### Exercise directions
Change "top-left corner" to "upper-left corner" throughout the records below, and reproduce everything else in them unchanged.

### Supplied information
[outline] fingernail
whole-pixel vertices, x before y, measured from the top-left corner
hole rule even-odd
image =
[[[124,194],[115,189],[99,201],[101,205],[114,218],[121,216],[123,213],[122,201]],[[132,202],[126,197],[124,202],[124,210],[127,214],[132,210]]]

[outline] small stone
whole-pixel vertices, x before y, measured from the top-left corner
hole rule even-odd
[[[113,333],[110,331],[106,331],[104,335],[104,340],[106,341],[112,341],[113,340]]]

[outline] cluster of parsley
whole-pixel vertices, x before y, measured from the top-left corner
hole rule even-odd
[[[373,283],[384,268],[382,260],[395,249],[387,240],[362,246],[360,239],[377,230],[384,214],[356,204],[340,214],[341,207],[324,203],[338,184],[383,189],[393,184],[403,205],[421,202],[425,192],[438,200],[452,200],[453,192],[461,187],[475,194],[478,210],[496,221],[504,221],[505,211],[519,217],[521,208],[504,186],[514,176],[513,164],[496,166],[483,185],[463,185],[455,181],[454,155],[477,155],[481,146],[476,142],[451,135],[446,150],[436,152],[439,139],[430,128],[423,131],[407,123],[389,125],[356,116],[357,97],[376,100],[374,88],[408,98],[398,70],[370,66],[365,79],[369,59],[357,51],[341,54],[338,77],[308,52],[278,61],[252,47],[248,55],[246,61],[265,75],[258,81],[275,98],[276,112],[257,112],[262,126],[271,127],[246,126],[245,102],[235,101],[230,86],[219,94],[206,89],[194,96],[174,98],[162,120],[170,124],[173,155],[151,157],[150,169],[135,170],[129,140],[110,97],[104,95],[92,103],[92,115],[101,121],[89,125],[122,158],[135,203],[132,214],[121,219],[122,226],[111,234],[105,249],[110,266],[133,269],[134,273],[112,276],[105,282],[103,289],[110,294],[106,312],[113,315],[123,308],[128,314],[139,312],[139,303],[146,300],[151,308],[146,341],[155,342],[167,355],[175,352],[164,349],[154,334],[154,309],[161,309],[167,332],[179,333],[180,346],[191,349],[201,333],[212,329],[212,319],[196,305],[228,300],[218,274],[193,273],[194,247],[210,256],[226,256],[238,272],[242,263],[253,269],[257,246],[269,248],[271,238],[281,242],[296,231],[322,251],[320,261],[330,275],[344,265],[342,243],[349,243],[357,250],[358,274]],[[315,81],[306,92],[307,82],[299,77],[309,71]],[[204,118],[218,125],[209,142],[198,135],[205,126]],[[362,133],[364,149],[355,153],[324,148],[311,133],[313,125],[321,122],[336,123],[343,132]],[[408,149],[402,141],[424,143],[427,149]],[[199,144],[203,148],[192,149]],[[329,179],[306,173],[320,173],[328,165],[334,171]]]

### Task result
[outline] fingernail
whole-pixel vertices, x before y, measured from the upper-left corner
hole rule even-odd
image =
[[[124,194],[115,189],[99,201],[101,205],[114,218],[121,216],[123,213],[122,201]],[[132,202],[126,197],[124,202],[124,210],[127,214],[132,210]]]

[outline] small stone
whole-pixel vertices, x before y, measured from the upper-left corner
hole rule even-odd
[[[113,333],[110,331],[106,331],[104,335],[104,340],[106,341],[112,341],[113,340]]]

[outline] cluster of parsley
whole-pixel vertices, x before y, measured from the upper-left corner
hole rule even-odd
[[[373,283],[384,268],[382,260],[395,249],[387,240],[362,246],[360,239],[377,230],[384,214],[356,204],[340,214],[341,207],[324,203],[338,184],[383,189],[393,184],[403,205],[421,202],[425,192],[438,200],[452,200],[453,192],[461,187],[475,194],[478,210],[496,221],[504,221],[505,211],[519,217],[521,208],[504,186],[514,176],[513,164],[496,166],[483,185],[463,185],[455,181],[454,155],[477,155],[481,146],[476,142],[451,135],[446,150],[436,152],[439,139],[430,128],[423,131],[407,123],[389,125],[356,116],[357,97],[376,100],[374,88],[408,98],[398,70],[370,66],[365,79],[369,59],[357,51],[341,54],[338,77],[308,52],[278,61],[252,47],[248,55],[246,61],[265,75],[258,81],[275,98],[276,112],[257,112],[262,126],[271,127],[246,126],[245,102],[235,101],[230,86],[219,94],[206,89],[194,96],[174,98],[162,120],[170,124],[173,155],[151,157],[150,169],[135,170],[129,140],[110,97],[104,95],[92,103],[92,115],[101,121],[89,125],[122,158],[135,203],[132,214],[121,219],[122,226],[111,234],[105,249],[110,266],[133,269],[134,273],[112,276],[105,282],[103,289],[110,294],[106,312],[113,315],[123,308],[128,314],[139,312],[139,303],[146,300],[151,308],[146,341],[155,342],[167,355],[175,352],[164,349],[154,334],[154,309],[161,309],[167,332],[179,333],[180,346],[191,349],[201,333],[212,329],[212,319],[196,305],[228,300],[218,274],[193,273],[194,247],[210,256],[226,256],[238,272],[242,263],[253,269],[257,246],[269,248],[271,238],[281,242],[296,231],[322,251],[320,261],[330,275],[344,265],[342,243],[349,243],[357,250],[358,274]],[[315,81],[306,92],[307,82],[299,77],[309,71]],[[204,118],[218,125],[209,142],[198,135],[205,126]],[[362,133],[364,149],[355,153],[324,148],[311,133],[313,125],[321,122],[336,123],[343,132]],[[408,149],[402,141],[424,143],[427,149]],[[199,144],[203,148],[192,149]],[[329,179],[306,173],[320,173],[328,165],[334,171]]]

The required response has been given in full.